═══ DATASET ENTRIES ═══

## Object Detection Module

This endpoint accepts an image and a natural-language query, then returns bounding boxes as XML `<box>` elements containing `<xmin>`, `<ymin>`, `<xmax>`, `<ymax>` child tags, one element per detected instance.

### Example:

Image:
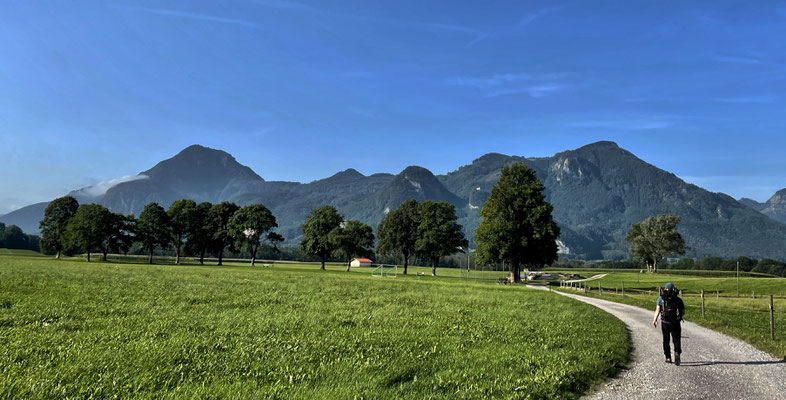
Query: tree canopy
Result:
<box><xmin>186</xmin><ymin>202</ymin><xmax>213</xmax><ymax>264</ymax></box>
<box><xmin>167</xmin><ymin>199</ymin><xmax>197</xmax><ymax>265</ymax></box>
<box><xmin>300</xmin><ymin>206</ymin><xmax>344</xmax><ymax>270</ymax></box>
<box><xmin>136</xmin><ymin>202</ymin><xmax>172</xmax><ymax>264</ymax></box>
<box><xmin>38</xmin><ymin>196</ymin><xmax>79</xmax><ymax>259</ymax></box>
<box><xmin>229</xmin><ymin>204</ymin><xmax>280</xmax><ymax>267</ymax></box>
<box><xmin>475</xmin><ymin>163</ymin><xmax>560</xmax><ymax>282</ymax></box>
<box><xmin>328</xmin><ymin>219</ymin><xmax>374</xmax><ymax>272</ymax></box>
<box><xmin>415</xmin><ymin>200</ymin><xmax>468</xmax><ymax>275</ymax></box>
<box><xmin>377</xmin><ymin>199</ymin><xmax>419</xmax><ymax>275</ymax></box>
<box><xmin>65</xmin><ymin>204</ymin><xmax>112</xmax><ymax>262</ymax></box>
<box><xmin>625</xmin><ymin>214</ymin><xmax>685</xmax><ymax>272</ymax></box>
<box><xmin>207</xmin><ymin>201</ymin><xmax>239</xmax><ymax>265</ymax></box>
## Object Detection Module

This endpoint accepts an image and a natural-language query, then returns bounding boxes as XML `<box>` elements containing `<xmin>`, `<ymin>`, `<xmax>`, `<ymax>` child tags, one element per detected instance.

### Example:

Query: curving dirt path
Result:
<box><xmin>528</xmin><ymin>287</ymin><xmax>786</xmax><ymax>399</ymax></box>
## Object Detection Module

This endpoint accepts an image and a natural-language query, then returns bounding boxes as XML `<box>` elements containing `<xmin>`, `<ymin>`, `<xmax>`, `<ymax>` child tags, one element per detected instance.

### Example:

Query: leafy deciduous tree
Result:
<box><xmin>475</xmin><ymin>163</ymin><xmax>560</xmax><ymax>282</ymax></box>
<box><xmin>65</xmin><ymin>204</ymin><xmax>111</xmax><ymax>262</ymax></box>
<box><xmin>38</xmin><ymin>196</ymin><xmax>79</xmax><ymax>259</ymax></box>
<box><xmin>229</xmin><ymin>204</ymin><xmax>280</xmax><ymax>267</ymax></box>
<box><xmin>328</xmin><ymin>219</ymin><xmax>374</xmax><ymax>272</ymax></box>
<box><xmin>136</xmin><ymin>202</ymin><xmax>172</xmax><ymax>264</ymax></box>
<box><xmin>625</xmin><ymin>214</ymin><xmax>685</xmax><ymax>273</ymax></box>
<box><xmin>186</xmin><ymin>202</ymin><xmax>213</xmax><ymax>264</ymax></box>
<box><xmin>208</xmin><ymin>201</ymin><xmax>239</xmax><ymax>265</ymax></box>
<box><xmin>101</xmin><ymin>213</ymin><xmax>136</xmax><ymax>261</ymax></box>
<box><xmin>167</xmin><ymin>199</ymin><xmax>196</xmax><ymax>265</ymax></box>
<box><xmin>300</xmin><ymin>206</ymin><xmax>344</xmax><ymax>270</ymax></box>
<box><xmin>415</xmin><ymin>200</ymin><xmax>468</xmax><ymax>276</ymax></box>
<box><xmin>377</xmin><ymin>199</ymin><xmax>418</xmax><ymax>275</ymax></box>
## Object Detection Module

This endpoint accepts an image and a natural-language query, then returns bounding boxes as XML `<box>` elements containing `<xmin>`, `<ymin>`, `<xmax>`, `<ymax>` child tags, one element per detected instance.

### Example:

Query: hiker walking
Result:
<box><xmin>652</xmin><ymin>282</ymin><xmax>685</xmax><ymax>365</ymax></box>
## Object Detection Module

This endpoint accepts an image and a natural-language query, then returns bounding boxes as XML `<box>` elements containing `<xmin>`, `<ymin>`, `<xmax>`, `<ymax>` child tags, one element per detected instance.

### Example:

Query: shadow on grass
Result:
<box><xmin>681</xmin><ymin>360</ymin><xmax>786</xmax><ymax>367</ymax></box>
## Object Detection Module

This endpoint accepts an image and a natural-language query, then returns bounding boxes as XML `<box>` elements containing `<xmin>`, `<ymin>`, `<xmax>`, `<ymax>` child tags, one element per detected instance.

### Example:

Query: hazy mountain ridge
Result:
<box><xmin>0</xmin><ymin>142</ymin><xmax>786</xmax><ymax>259</ymax></box>
<box><xmin>738</xmin><ymin>188</ymin><xmax>786</xmax><ymax>224</ymax></box>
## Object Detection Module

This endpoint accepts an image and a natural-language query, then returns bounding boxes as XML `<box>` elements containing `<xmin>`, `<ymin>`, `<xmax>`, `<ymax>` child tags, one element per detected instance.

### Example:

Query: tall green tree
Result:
<box><xmin>300</xmin><ymin>206</ymin><xmax>344</xmax><ymax>271</ymax></box>
<box><xmin>207</xmin><ymin>201</ymin><xmax>239</xmax><ymax>265</ymax></box>
<box><xmin>229</xmin><ymin>204</ymin><xmax>279</xmax><ymax>267</ymax></box>
<box><xmin>65</xmin><ymin>204</ymin><xmax>112</xmax><ymax>262</ymax></box>
<box><xmin>475</xmin><ymin>163</ymin><xmax>560</xmax><ymax>282</ymax></box>
<box><xmin>136</xmin><ymin>202</ymin><xmax>172</xmax><ymax>264</ymax></box>
<box><xmin>328</xmin><ymin>219</ymin><xmax>374</xmax><ymax>272</ymax></box>
<box><xmin>167</xmin><ymin>199</ymin><xmax>197</xmax><ymax>265</ymax></box>
<box><xmin>377</xmin><ymin>199</ymin><xmax>419</xmax><ymax>275</ymax></box>
<box><xmin>101</xmin><ymin>213</ymin><xmax>136</xmax><ymax>261</ymax></box>
<box><xmin>625</xmin><ymin>214</ymin><xmax>685</xmax><ymax>273</ymax></box>
<box><xmin>415</xmin><ymin>200</ymin><xmax>468</xmax><ymax>276</ymax></box>
<box><xmin>38</xmin><ymin>196</ymin><xmax>79</xmax><ymax>259</ymax></box>
<box><xmin>186</xmin><ymin>202</ymin><xmax>213</xmax><ymax>264</ymax></box>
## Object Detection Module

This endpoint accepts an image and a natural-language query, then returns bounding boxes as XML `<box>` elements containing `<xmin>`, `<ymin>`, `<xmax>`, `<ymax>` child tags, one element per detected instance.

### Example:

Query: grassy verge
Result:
<box><xmin>560</xmin><ymin>286</ymin><xmax>786</xmax><ymax>359</ymax></box>
<box><xmin>0</xmin><ymin>257</ymin><xmax>629</xmax><ymax>399</ymax></box>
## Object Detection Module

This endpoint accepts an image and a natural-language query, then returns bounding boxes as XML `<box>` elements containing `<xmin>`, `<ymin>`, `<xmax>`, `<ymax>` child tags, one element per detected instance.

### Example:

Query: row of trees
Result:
<box><xmin>377</xmin><ymin>199</ymin><xmax>468</xmax><ymax>275</ymax></box>
<box><xmin>39</xmin><ymin>196</ymin><xmax>284</xmax><ymax>265</ymax></box>
<box><xmin>0</xmin><ymin>222</ymin><xmax>40</xmax><ymax>251</ymax></box>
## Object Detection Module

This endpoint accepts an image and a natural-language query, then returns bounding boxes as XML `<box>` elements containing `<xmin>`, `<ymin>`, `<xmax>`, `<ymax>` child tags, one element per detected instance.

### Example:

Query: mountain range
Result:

═══

DIRECTIVE:
Please identify every line of the rows above that contains the word "mountain", and copy each one. Case counts.

FINAL RESULT:
Query: hazy mountain ridge
Query: mountain range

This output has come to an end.